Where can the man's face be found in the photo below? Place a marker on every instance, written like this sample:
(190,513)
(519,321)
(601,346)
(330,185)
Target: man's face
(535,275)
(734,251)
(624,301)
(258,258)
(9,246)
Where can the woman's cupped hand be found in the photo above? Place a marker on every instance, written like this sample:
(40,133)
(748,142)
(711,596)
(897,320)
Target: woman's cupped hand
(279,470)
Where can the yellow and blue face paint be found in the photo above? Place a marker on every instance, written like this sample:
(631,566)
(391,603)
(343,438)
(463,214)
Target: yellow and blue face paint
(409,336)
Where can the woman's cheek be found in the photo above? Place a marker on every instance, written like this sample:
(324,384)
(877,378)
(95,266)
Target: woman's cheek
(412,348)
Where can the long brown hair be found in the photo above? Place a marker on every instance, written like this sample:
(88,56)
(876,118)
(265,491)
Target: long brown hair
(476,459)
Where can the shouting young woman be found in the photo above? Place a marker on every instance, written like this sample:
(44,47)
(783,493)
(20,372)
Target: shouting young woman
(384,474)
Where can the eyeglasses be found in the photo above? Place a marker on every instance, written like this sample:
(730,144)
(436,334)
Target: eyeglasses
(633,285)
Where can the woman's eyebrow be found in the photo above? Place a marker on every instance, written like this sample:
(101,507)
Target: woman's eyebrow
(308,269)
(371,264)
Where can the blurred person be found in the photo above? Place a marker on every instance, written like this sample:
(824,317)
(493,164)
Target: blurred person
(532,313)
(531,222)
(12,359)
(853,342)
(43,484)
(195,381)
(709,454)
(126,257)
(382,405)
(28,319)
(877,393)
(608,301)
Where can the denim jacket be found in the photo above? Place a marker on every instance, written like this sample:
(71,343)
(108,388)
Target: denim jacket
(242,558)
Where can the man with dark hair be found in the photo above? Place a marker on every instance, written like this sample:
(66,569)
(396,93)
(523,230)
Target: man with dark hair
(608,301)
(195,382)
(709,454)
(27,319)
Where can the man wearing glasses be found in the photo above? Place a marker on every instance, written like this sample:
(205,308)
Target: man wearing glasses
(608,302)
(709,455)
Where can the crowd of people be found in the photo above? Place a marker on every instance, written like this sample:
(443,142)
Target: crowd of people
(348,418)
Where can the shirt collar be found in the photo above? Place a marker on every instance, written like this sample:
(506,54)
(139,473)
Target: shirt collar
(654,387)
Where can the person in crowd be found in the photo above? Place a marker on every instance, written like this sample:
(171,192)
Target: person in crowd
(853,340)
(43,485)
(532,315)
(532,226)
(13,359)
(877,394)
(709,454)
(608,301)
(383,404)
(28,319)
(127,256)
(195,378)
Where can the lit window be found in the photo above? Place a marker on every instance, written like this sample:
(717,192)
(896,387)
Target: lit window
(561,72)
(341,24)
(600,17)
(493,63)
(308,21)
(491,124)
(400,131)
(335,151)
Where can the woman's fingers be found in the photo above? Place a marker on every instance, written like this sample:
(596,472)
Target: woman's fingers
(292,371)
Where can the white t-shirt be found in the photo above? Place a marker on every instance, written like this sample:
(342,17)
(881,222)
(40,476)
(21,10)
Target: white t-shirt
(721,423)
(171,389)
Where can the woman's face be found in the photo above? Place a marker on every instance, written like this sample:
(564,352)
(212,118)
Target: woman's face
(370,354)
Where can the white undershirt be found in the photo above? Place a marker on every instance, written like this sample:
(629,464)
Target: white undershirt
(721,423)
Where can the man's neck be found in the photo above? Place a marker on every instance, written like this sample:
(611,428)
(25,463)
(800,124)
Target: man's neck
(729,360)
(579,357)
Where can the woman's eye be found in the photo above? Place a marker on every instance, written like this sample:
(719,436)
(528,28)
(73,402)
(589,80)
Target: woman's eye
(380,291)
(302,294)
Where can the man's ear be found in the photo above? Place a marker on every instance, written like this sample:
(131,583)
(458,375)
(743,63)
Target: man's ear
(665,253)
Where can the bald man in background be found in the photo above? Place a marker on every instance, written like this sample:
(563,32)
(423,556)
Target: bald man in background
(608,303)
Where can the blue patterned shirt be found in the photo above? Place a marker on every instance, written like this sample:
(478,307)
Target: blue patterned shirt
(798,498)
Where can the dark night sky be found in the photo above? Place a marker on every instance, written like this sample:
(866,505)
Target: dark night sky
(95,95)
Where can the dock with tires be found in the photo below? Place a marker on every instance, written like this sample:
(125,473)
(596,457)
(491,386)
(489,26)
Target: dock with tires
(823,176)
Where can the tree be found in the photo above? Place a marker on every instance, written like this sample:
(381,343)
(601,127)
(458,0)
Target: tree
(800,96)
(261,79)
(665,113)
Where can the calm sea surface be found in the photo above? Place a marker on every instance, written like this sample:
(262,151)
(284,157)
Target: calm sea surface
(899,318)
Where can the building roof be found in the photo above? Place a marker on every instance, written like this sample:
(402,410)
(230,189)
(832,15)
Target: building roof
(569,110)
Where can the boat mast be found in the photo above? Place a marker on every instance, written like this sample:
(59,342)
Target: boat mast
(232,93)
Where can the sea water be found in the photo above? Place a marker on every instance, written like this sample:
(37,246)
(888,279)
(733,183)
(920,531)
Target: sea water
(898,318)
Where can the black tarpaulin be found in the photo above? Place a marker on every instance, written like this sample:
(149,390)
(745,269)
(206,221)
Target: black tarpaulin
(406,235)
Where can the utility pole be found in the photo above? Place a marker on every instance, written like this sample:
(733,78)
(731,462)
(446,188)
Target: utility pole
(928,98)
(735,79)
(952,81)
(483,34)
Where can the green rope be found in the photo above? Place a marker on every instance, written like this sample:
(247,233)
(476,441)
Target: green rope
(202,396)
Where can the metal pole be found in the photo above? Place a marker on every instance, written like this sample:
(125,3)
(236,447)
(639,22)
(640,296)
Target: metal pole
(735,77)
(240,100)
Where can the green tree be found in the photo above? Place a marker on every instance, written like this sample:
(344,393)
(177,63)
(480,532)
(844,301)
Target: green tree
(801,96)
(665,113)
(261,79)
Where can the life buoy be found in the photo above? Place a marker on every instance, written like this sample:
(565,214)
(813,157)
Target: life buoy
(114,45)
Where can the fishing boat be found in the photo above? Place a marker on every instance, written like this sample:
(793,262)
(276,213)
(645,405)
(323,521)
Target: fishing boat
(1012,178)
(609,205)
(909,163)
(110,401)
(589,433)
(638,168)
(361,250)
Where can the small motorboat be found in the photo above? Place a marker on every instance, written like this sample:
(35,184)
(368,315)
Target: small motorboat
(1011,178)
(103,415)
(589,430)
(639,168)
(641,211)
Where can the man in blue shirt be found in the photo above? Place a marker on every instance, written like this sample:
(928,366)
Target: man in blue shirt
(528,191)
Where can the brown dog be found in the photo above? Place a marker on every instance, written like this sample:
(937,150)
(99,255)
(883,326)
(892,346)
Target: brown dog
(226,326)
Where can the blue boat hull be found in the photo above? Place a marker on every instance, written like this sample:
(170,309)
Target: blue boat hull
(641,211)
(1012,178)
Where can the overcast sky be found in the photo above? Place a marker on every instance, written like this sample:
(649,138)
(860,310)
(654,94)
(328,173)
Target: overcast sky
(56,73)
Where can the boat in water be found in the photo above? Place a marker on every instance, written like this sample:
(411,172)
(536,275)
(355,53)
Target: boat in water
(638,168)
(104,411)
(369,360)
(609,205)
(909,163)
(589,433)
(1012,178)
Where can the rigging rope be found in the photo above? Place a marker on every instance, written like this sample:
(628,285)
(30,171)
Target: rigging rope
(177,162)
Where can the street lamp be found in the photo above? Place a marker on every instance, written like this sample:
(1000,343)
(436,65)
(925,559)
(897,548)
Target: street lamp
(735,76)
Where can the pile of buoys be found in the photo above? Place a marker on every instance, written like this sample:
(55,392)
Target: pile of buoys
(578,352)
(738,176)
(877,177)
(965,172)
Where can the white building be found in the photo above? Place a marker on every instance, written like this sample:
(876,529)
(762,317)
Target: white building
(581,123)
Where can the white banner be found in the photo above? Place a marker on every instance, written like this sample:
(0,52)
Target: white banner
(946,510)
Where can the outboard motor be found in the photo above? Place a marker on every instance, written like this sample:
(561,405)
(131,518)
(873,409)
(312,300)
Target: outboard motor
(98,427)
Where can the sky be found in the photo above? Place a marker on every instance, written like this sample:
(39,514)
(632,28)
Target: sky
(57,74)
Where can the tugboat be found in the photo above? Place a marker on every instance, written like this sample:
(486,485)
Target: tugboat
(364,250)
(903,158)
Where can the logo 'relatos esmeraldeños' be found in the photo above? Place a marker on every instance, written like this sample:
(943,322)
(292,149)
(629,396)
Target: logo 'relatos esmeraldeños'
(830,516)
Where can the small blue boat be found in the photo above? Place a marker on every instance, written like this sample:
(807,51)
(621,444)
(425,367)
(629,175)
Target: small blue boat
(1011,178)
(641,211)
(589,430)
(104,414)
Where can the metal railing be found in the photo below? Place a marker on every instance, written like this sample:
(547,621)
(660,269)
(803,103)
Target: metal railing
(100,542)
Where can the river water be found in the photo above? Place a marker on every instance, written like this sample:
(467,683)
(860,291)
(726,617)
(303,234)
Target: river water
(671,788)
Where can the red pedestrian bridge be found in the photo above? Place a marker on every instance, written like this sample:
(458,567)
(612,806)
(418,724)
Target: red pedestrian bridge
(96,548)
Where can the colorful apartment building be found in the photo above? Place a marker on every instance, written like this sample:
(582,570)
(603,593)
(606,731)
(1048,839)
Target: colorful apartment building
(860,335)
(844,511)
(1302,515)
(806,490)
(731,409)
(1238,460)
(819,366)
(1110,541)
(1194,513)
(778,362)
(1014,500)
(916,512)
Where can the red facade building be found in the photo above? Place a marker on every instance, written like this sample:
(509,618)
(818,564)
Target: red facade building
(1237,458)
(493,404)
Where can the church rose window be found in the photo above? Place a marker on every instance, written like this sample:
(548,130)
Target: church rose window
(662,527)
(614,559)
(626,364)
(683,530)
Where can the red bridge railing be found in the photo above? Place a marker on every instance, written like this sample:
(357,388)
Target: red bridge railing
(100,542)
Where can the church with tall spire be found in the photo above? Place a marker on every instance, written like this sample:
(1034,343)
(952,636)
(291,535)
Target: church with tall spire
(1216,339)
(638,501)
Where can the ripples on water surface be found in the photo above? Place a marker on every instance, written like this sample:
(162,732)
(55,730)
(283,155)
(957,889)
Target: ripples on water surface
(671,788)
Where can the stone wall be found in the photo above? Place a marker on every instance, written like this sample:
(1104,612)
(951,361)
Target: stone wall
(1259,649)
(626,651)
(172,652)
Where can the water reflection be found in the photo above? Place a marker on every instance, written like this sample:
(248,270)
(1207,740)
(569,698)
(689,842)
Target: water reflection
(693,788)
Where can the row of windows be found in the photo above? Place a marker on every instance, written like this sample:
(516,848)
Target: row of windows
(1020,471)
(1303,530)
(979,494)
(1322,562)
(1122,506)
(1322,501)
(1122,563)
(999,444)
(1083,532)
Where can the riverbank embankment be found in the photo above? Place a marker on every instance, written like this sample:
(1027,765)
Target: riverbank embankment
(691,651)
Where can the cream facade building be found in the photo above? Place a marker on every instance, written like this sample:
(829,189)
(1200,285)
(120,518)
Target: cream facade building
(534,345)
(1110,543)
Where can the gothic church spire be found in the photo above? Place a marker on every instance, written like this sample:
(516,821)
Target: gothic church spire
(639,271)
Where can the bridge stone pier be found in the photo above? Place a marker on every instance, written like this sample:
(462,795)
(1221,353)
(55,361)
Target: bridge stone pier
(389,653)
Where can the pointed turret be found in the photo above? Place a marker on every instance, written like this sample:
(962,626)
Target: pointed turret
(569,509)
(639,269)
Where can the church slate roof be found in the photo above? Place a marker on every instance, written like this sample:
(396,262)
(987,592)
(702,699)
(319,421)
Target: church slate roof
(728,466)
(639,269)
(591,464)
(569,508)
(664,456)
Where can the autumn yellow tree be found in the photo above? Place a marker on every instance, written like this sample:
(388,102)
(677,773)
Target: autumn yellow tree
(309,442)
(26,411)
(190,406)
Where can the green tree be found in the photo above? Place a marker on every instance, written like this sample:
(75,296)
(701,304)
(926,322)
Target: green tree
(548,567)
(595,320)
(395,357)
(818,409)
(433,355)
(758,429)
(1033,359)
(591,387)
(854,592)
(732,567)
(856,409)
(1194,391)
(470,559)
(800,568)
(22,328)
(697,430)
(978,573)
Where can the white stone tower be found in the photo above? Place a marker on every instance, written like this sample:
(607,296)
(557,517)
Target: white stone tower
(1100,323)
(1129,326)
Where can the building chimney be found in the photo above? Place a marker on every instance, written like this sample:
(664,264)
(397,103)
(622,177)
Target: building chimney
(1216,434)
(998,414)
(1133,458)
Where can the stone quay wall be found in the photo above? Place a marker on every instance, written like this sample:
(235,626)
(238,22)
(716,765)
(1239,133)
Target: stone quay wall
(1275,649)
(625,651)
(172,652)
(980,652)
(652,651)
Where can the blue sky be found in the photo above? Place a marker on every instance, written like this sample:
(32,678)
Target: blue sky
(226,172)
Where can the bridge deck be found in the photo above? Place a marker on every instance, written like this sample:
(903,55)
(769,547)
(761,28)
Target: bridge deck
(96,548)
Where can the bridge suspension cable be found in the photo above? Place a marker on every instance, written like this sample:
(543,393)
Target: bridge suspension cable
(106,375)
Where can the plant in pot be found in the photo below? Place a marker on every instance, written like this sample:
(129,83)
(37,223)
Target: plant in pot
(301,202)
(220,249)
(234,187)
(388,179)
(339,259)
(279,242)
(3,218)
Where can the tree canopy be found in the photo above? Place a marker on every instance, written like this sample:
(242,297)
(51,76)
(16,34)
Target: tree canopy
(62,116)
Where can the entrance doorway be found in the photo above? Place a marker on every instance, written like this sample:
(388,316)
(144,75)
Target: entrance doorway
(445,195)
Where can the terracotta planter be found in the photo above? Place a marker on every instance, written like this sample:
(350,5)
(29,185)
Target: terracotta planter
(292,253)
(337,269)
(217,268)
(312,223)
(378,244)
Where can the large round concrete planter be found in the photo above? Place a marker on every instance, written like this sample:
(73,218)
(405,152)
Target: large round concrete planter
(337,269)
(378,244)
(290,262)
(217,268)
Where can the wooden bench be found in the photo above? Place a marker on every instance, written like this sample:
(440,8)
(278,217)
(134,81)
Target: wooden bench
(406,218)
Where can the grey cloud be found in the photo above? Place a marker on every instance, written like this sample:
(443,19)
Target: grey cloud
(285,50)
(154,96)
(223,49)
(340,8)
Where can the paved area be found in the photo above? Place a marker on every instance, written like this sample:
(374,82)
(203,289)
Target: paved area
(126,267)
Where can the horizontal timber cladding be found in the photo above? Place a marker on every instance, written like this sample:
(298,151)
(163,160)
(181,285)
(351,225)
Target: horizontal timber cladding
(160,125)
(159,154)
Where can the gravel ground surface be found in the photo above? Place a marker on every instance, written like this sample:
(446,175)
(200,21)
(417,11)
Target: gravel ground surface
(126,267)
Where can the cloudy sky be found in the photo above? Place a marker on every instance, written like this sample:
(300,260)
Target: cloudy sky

########################################

→ What needs to be done
Repeat word for word every line from the one that holds "Where can the horizontal" to the end. Both ends count.

→ Answer to this problem
Where can the horizontal timber cladding be found in the photo above? Place a marker on every instance, written like this sample:
(298,151)
(163,160)
(181,285)
(351,225)
Target: horizontal timber cladding
(160,125)
(159,154)
Where can the gravel ground surface be found in the photo above? Place a marker on every instance, written like this sample:
(446,175)
(200,21)
(417,11)
Target: gravel ground surface
(126,267)
Where can the cloudy sky be found in the photo above? Place a marker on every instance, written like this sample:
(300,260)
Target: cloudy sky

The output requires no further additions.